• **Collected data entries**:
::::::::::
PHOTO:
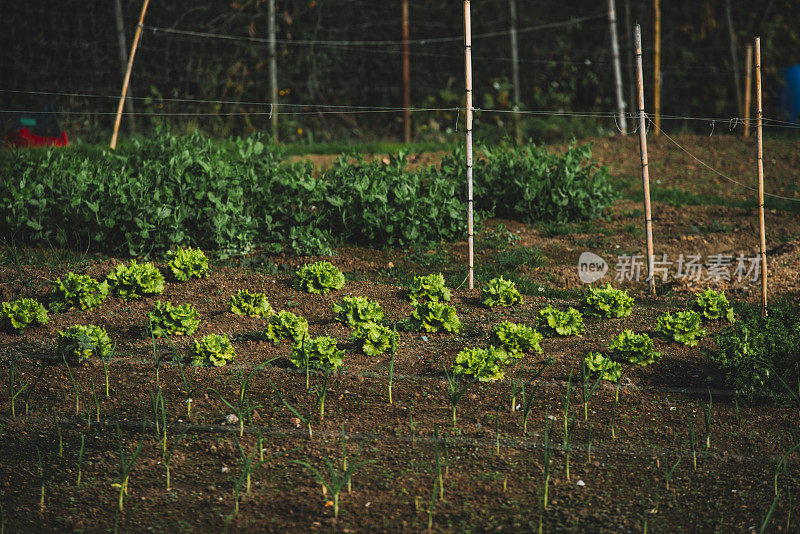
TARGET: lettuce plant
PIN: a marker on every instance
(286, 325)
(18, 314)
(135, 280)
(374, 338)
(250, 304)
(317, 353)
(633, 348)
(432, 316)
(562, 323)
(596, 363)
(79, 342)
(607, 302)
(484, 364)
(78, 291)
(500, 292)
(428, 288)
(515, 338)
(213, 349)
(712, 306)
(167, 319)
(683, 327)
(187, 262)
(319, 277)
(353, 311)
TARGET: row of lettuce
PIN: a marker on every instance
(753, 353)
(228, 197)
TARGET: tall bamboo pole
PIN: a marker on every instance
(512, 5)
(469, 110)
(406, 78)
(648, 220)
(119, 22)
(657, 66)
(748, 84)
(761, 230)
(273, 70)
(612, 21)
(128, 70)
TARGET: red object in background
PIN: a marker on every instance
(25, 138)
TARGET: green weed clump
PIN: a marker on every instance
(250, 304)
(682, 327)
(319, 277)
(167, 319)
(354, 311)
(187, 262)
(79, 343)
(607, 302)
(515, 338)
(285, 325)
(485, 365)
(18, 314)
(78, 291)
(500, 292)
(213, 349)
(135, 280)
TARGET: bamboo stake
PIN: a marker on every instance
(273, 71)
(469, 110)
(612, 21)
(645, 169)
(657, 67)
(748, 84)
(512, 5)
(128, 70)
(761, 230)
(406, 78)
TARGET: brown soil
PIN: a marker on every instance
(617, 483)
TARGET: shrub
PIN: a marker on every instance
(712, 306)
(607, 302)
(250, 304)
(81, 342)
(596, 363)
(187, 262)
(515, 338)
(374, 338)
(428, 288)
(166, 319)
(319, 277)
(78, 291)
(683, 327)
(484, 364)
(500, 292)
(633, 348)
(562, 323)
(213, 349)
(358, 310)
(286, 325)
(757, 352)
(135, 280)
(317, 353)
(432, 317)
(18, 314)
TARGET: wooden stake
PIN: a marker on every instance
(643, 150)
(128, 70)
(657, 67)
(748, 84)
(612, 21)
(512, 5)
(406, 78)
(273, 71)
(469, 110)
(761, 230)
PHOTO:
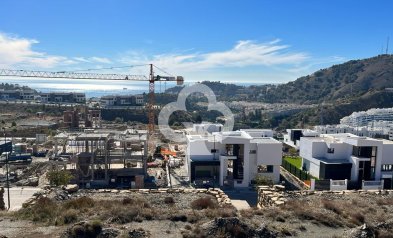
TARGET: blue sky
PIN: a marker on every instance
(235, 41)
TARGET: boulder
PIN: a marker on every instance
(71, 188)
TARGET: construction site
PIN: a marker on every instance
(97, 153)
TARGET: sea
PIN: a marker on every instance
(90, 87)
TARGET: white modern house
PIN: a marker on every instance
(233, 158)
(363, 118)
(292, 138)
(375, 129)
(347, 156)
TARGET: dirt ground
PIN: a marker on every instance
(327, 215)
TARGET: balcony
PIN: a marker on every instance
(228, 157)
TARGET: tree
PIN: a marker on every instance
(59, 177)
(263, 180)
(292, 152)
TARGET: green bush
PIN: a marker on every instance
(203, 203)
(59, 177)
(263, 180)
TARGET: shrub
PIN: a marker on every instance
(59, 177)
(357, 218)
(203, 203)
(182, 218)
(332, 206)
(169, 200)
(89, 229)
(127, 201)
(79, 203)
(44, 210)
(263, 180)
(70, 216)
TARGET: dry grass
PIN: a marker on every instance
(204, 203)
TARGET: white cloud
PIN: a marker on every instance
(100, 60)
(244, 53)
(18, 51)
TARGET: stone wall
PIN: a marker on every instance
(68, 191)
(276, 195)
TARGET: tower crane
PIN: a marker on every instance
(97, 76)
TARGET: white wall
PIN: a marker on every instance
(269, 154)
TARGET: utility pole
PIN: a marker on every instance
(7, 170)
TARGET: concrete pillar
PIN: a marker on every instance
(56, 146)
(86, 146)
(312, 186)
(223, 169)
(92, 161)
(246, 155)
(106, 160)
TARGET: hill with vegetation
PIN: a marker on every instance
(352, 79)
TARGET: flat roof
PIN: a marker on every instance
(333, 161)
(265, 140)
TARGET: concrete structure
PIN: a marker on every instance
(363, 118)
(377, 129)
(293, 136)
(61, 97)
(9, 94)
(233, 158)
(347, 156)
(206, 128)
(122, 100)
(104, 159)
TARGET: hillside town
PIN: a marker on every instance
(196, 119)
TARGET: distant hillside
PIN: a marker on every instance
(348, 80)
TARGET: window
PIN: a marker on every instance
(330, 150)
(265, 168)
(387, 167)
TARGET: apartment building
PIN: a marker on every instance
(378, 129)
(347, 156)
(363, 118)
(233, 158)
(293, 136)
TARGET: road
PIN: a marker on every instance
(19, 195)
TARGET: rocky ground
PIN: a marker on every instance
(130, 214)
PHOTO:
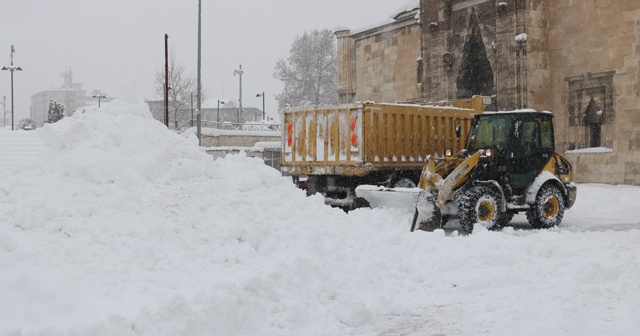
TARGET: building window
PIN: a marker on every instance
(590, 107)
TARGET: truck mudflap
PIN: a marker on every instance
(427, 216)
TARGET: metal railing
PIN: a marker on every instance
::::::::::
• **To be done**: Give the rows above as a JSON list of strings with one string per line, skipping blank lines and leaving the pictures out.

• **Final result**:
[
  "PHOTO:",
  "TARGET: lettuce plant",
  "PIN: a marker on every instance",
  "(286, 325)",
  "(18, 314)",
  "(135, 280)",
  "(374, 338)",
  "(250, 304)",
  "(317, 353)",
  "(633, 348)",
  "(432, 316)",
  "(562, 323)",
  "(596, 363)",
  "(79, 342)",
  "(607, 302)",
  "(484, 364)",
  "(78, 291)",
  "(500, 292)",
  "(428, 288)",
  "(515, 338)",
  "(213, 349)",
  "(712, 306)",
  "(167, 319)",
  "(683, 327)",
  "(187, 262)",
  "(319, 277)",
  "(353, 311)",
  "TARGET: row of lettuce",
  "PIN: a marker on every instance",
  "(753, 353)",
  "(228, 197)",
  "TARGET: tall bamboo pole",
  "PIN: a marker on every instance",
  "(512, 5)",
  "(469, 110)",
  "(406, 78)",
  "(648, 220)",
  "(119, 22)",
  "(657, 66)",
  "(748, 84)",
  "(761, 230)",
  "(273, 70)",
  "(612, 21)",
  "(128, 70)",
  "TARGET: red object in background",
  "PIN: a marker on every instance",
  "(25, 138)",
  "TARGET: green weed clump",
  "PIN: a marker on every instance",
  "(250, 304)",
  "(682, 327)",
  "(319, 277)",
  "(167, 319)",
  "(354, 311)",
  "(187, 262)",
  "(79, 343)",
  "(607, 302)",
  "(515, 338)",
  "(285, 325)",
  "(485, 365)",
  "(18, 314)",
  "(78, 291)",
  "(500, 292)",
  "(213, 349)",
  "(135, 280)",
  "TARGET: bamboo stake",
  "PIN: a marker on every instance",
  "(273, 71)",
  "(469, 110)",
  "(612, 21)",
  "(645, 169)",
  "(657, 67)",
  "(748, 84)",
  "(512, 5)",
  "(128, 70)",
  "(761, 230)",
  "(406, 78)",
  "TARGET: brown soil",
  "PIN: a marker on every instance",
  "(617, 483)",
  "TARGET: shrub",
  "PIN: a marker on every instance",
  "(712, 306)",
  "(607, 302)",
  "(250, 304)",
  "(81, 342)",
  "(596, 363)",
  "(187, 262)",
  "(515, 338)",
  "(374, 338)",
  "(428, 288)",
  "(166, 319)",
  "(319, 277)",
  "(78, 291)",
  "(683, 327)",
  "(484, 364)",
  "(500, 292)",
  "(633, 348)",
  "(562, 323)",
  "(213, 349)",
  "(358, 310)",
  "(286, 325)",
  "(757, 352)",
  "(135, 280)",
  "(317, 353)",
  "(432, 317)",
  "(18, 314)",
  "TARGET: wooden stake",
  "PIN: a marker on every instance",
  "(643, 150)",
  "(128, 70)",
  "(657, 67)",
  "(748, 84)",
  "(612, 21)",
  "(512, 5)",
  "(406, 78)",
  "(273, 71)",
  "(469, 110)",
  "(761, 230)",
  "PHOTO:",
  "TARGET: blue sky",
  "PIN: a marker on every instance",
  "(235, 41)",
  "TARGET: boulder",
  "PIN: a marker on every instance",
  "(71, 188)",
  "TARGET: construction site",
  "PIN: a marker on every instance",
  "(97, 153)",
  "TARGET: sea",
  "PIN: a marker on every instance",
  "(90, 87)",
  "TARGET: white modern house",
  "PIN: a marker on every instance",
  "(233, 158)",
  "(363, 118)",
  "(292, 138)",
  "(375, 129)",
  "(347, 156)",
  "TARGET: dirt ground",
  "PIN: a marker on every instance",
  "(327, 215)",
  "TARGET: balcony",
  "PIN: a marker on every instance",
  "(228, 157)",
  "TARGET: tree",
  "PIN: a marker on every instance",
  "(59, 177)",
  "(263, 180)",
  "(292, 152)",
  "TARGET: green bush",
  "PIN: a marker on every instance",
  "(203, 203)",
  "(59, 177)",
  "(263, 180)",
  "TARGET: shrub",
  "PIN: a marker on every instance",
  "(59, 177)",
  "(357, 218)",
  "(203, 203)",
  "(182, 218)",
  "(332, 206)",
  "(169, 200)",
  "(89, 229)",
  "(127, 201)",
  "(79, 203)",
  "(44, 210)",
  "(263, 180)",
  "(70, 216)",
  "TARGET: dry grass",
  "PIN: a marker on every instance",
  "(204, 203)",
  "TARGET: white cloud",
  "PIN: a marker on every instance",
  "(100, 60)",
  "(244, 53)",
  "(18, 51)",
  "TARGET: stone wall",
  "PIN: a marker on every instance",
  "(68, 191)",
  "(276, 195)",
  "TARGET: tower crane",
  "PIN: a marker on every instance",
  "(97, 76)",
  "TARGET: white wall",
  "PIN: a marker on every instance",
  "(269, 154)",
  "TARGET: utility pole",
  "PIN: a marker on every instance",
  "(7, 170)",
  "TARGET: concrete pillar",
  "PIN: a marker on every instance",
  "(56, 146)",
  "(86, 146)",
  "(312, 186)",
  "(223, 169)",
  "(92, 161)",
  "(246, 155)",
  "(106, 160)",
  "TARGET: hill with vegetation",
  "PIN: a marker on every instance",
  "(352, 79)",
  "TARGET: flat roof",
  "PIN: a marker on every instance",
  "(333, 161)",
  "(265, 140)",
  "TARGET: concrete structure",
  "PIN: a marker on every instance",
  "(363, 118)",
  "(377, 129)",
  "(293, 136)",
  "(61, 97)",
  "(9, 94)",
  "(233, 158)",
  "(347, 156)",
  "(206, 128)",
  "(122, 100)",
  "(104, 159)",
  "TARGET: hillside town",
  "PIN: a marker on every instance",
  "(196, 119)",
  "TARGET: distant hillside",
  "PIN: a marker on every instance",
  "(348, 80)",
  "TARGET: window",
  "PIN: a marker on every instance",
  "(330, 150)",
  "(265, 168)",
  "(387, 167)",
  "TARGET: apartment building",
  "PIN: a marker on every instance",
  "(378, 129)",
  "(347, 156)",
  "(363, 118)",
  "(233, 158)",
  "(293, 136)",
  "TARGET: road",
  "PIN: a marker on every instance",
  "(19, 195)",
  "TARGET: rocky ground",
  "PIN: a marker on every instance",
  "(130, 214)",
  "PHOTO:",
  "TARGET: building window",
  "PIN: a marker on every instance",
  "(590, 107)",
  "TARGET: truck mudflap",
  "PIN: a marker on every instance",
  "(427, 216)",
  "TARGET: metal railing",
  "PIN: a marker on every instance"
]